Text segment:

——————————

I'm guessing that what Cherny has in mind is that these future Iraqis might be grateful, not for the protection from nothing, but simply because they look back on the US invasion as the day the United States began to pump its treasury into Iraq. That is, we are to imagine that we spend sixty years dropping sky candy, and every other kind of candy, on Iraq in the new al-Plan al-Marshall, and that the Iraqis sixty years from now are rich beyond their wildest dreams. We imagine that we have just militarily rented Iraq from the Iraqis, not to protect them, but to pursue our own geopolitical interests, and that the Iraqis are nevertheless successfully bought off by our largess. And we imagine that the largess is so large that Iraqis still don't want us to leave sixty years from now. Is that it?

——————————

Data section:
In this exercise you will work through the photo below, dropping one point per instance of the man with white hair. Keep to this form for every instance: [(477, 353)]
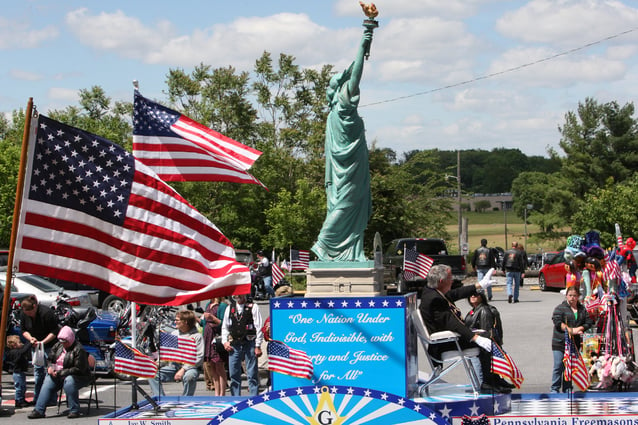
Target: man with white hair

——————————

Exercise description:
Print the passage about Iraq between "I'm guessing that" and "Is that it?", inclusive, with every word unchanged.

Exercise output:
I'm guessing that what Cherny has in mind is that these future Iraqis might be grateful, not for the protection from nothing, but simply because they look back on the US invasion as the day the United States began to pump its treasury into Iraq. That is, we are to imagine that we spend sixty years dropping sky candy, and every other kind of candy, on Iraq in the new al-Plan al-Marshall, and that the Iraqis sixty years from now are rich beyond their wildest dreams. We imagine that we have just militarily rented Iraq from the Iraqis, not to protect them, but to pursue our own geopolitical interests, and that the Iraqis are nevertheless successfully bought off by our largess. And we imagine that the largess is so large that Iraqis still don't want us to leave sixty years from now. Is that it?